» **Task directions**
Go through the material and copy every line in which "distant" appears.

» **Data records**

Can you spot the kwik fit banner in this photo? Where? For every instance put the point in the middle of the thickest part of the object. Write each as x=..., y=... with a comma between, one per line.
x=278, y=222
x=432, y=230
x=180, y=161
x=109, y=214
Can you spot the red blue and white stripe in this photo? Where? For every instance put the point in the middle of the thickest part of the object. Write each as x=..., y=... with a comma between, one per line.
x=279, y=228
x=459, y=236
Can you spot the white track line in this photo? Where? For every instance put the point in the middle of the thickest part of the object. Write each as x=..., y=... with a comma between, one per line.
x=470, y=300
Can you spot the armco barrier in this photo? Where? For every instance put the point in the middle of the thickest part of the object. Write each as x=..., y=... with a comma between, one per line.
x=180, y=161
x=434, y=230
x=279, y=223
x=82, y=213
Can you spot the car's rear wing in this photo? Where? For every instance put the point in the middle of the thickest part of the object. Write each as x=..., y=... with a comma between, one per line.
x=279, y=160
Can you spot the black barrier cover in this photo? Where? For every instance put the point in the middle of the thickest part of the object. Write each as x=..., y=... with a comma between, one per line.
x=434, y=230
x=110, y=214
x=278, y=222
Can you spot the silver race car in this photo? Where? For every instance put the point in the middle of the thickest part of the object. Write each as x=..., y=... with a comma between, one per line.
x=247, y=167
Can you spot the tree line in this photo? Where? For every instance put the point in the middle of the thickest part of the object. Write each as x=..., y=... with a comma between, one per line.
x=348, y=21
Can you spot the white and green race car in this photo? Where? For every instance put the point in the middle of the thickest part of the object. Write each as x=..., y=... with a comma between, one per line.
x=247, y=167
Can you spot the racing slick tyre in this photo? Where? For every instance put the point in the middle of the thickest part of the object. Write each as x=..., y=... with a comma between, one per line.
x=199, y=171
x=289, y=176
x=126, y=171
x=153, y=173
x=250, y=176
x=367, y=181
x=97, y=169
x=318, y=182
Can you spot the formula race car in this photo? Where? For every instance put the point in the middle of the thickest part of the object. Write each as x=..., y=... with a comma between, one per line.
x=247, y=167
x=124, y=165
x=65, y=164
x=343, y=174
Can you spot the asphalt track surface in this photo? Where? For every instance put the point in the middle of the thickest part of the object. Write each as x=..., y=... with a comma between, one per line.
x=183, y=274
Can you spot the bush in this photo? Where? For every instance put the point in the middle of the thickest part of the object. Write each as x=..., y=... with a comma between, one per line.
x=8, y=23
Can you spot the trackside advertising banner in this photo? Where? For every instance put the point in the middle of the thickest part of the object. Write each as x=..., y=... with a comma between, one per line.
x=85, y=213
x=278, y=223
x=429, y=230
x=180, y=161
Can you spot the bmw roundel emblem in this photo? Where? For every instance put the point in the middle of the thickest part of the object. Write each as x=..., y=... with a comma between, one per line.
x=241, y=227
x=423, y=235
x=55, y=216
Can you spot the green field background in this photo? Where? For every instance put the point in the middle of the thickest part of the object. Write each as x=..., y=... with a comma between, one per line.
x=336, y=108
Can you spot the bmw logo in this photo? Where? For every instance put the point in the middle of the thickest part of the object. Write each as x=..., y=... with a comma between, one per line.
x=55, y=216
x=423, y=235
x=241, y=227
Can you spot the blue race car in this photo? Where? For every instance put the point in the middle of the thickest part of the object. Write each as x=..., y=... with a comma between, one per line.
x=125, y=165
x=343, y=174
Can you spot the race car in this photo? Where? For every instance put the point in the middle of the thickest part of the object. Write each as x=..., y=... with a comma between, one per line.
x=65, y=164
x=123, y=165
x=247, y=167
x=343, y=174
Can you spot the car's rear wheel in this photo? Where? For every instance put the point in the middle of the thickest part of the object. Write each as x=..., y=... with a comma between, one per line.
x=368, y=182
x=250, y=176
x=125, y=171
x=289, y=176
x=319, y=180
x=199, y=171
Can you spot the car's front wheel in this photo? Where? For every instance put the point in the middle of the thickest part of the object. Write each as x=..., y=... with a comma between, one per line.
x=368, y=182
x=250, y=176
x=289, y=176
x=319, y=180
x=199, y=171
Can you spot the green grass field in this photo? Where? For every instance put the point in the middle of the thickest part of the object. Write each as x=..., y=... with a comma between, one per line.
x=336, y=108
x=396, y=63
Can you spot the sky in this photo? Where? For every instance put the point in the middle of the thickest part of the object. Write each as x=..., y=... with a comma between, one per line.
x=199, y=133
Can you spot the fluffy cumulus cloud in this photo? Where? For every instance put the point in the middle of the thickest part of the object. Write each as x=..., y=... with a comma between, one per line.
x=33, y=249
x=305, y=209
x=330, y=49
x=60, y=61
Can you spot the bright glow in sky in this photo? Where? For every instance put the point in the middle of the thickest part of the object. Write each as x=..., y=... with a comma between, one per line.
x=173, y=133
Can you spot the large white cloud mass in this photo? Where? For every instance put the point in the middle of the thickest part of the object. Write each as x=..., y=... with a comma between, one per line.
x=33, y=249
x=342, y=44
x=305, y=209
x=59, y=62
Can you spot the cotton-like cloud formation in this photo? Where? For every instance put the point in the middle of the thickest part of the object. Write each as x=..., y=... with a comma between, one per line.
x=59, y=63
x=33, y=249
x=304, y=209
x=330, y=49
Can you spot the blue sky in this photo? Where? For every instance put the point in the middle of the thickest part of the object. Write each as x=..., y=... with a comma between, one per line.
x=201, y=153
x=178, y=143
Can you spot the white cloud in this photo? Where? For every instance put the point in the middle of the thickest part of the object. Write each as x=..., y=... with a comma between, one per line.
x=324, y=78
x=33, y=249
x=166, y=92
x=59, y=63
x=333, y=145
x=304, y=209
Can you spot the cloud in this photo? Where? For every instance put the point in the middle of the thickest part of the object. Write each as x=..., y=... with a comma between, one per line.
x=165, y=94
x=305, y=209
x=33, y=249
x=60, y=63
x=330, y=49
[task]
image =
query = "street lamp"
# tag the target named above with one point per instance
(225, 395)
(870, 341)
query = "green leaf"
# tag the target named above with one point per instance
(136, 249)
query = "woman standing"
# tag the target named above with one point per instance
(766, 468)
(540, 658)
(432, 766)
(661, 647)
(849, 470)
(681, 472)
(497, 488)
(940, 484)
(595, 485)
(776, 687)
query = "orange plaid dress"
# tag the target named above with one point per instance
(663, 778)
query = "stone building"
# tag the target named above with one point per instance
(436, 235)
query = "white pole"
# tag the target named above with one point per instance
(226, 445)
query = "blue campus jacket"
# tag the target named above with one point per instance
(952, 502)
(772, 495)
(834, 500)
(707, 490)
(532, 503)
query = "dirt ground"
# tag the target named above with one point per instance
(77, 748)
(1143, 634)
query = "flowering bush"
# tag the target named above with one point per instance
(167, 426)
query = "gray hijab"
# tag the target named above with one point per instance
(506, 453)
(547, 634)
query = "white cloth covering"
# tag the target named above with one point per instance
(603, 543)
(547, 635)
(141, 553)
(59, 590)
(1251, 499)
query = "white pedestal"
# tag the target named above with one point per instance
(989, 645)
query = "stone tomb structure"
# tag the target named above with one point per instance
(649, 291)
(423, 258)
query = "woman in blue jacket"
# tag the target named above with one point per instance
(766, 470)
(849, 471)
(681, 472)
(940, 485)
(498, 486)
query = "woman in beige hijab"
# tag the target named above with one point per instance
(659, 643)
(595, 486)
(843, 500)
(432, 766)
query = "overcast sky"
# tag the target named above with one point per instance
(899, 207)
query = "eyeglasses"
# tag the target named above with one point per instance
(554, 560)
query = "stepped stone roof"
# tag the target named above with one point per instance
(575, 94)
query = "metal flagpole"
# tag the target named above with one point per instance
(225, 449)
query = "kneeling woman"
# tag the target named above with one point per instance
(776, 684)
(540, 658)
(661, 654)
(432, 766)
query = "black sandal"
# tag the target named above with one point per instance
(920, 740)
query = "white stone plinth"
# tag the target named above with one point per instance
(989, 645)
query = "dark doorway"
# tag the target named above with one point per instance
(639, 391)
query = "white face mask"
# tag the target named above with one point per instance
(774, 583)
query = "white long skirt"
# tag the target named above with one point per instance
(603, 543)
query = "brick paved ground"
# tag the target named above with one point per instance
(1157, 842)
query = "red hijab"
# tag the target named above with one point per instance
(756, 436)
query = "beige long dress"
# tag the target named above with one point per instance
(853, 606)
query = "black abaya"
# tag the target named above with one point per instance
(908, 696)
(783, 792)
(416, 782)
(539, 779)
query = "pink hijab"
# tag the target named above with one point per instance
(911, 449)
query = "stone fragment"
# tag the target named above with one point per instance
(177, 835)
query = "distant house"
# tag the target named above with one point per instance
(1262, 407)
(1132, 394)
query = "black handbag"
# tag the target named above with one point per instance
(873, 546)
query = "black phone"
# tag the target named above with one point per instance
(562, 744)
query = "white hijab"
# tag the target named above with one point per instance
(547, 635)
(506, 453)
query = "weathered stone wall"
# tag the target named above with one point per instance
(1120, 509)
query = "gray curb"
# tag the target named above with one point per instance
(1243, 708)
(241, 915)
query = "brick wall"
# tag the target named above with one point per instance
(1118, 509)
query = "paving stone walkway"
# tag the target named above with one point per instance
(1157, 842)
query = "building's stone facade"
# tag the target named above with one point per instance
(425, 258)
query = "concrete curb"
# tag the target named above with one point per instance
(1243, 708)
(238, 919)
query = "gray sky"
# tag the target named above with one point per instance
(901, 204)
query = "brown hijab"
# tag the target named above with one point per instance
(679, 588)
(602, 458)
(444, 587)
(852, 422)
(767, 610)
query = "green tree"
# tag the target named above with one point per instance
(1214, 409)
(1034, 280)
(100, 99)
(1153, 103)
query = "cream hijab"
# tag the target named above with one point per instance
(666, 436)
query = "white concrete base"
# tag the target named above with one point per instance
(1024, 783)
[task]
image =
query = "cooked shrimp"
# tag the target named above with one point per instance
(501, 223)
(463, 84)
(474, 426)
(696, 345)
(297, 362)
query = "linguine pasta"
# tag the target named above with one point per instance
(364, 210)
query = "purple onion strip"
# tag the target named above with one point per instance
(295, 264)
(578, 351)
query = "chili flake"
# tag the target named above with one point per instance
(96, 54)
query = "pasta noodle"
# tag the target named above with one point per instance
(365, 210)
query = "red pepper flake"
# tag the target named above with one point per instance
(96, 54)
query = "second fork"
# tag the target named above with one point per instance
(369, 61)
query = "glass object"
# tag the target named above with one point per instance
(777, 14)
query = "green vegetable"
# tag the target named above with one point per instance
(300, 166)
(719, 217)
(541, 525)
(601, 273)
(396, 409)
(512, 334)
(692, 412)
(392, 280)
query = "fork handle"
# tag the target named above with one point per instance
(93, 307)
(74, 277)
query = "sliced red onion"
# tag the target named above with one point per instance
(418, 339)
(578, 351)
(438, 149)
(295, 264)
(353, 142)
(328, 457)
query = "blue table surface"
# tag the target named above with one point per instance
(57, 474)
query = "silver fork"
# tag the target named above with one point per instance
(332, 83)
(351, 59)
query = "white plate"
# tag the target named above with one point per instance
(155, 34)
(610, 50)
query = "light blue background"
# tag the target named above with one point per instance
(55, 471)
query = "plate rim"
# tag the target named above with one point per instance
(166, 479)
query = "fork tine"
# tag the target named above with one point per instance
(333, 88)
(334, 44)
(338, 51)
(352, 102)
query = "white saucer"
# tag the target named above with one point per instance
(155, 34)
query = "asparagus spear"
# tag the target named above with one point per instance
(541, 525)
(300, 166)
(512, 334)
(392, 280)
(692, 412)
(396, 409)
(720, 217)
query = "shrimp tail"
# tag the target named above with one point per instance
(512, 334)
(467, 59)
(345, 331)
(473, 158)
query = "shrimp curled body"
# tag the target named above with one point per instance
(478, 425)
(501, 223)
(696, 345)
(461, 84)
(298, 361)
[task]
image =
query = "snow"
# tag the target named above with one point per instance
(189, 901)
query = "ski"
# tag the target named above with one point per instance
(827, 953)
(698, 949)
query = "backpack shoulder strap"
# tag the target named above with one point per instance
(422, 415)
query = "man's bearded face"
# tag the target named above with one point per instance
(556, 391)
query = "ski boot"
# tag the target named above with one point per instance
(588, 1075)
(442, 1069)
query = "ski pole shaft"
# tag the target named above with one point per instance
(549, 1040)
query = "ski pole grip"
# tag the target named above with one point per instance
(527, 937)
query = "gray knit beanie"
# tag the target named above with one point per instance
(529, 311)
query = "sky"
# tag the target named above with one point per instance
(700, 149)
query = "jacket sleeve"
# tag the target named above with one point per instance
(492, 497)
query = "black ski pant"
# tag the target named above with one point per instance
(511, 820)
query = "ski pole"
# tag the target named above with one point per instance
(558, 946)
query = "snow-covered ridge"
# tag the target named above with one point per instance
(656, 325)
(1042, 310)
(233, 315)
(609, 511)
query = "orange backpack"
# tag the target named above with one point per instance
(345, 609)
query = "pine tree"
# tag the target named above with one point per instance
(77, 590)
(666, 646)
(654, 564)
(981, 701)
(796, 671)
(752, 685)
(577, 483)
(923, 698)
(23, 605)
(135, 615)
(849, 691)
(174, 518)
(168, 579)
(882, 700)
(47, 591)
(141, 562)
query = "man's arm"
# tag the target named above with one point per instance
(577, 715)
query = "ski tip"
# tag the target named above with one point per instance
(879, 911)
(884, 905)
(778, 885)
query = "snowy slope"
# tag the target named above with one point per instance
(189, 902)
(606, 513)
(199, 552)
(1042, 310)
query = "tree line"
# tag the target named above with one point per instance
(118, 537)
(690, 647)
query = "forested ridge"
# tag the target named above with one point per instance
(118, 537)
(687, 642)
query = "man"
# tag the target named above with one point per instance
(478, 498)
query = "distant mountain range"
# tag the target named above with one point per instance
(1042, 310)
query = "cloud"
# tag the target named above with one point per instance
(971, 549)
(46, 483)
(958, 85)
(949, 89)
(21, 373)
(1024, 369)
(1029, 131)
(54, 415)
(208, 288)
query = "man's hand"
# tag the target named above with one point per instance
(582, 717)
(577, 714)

» **Written response**
query = "distant house"
query = "distant mountain range"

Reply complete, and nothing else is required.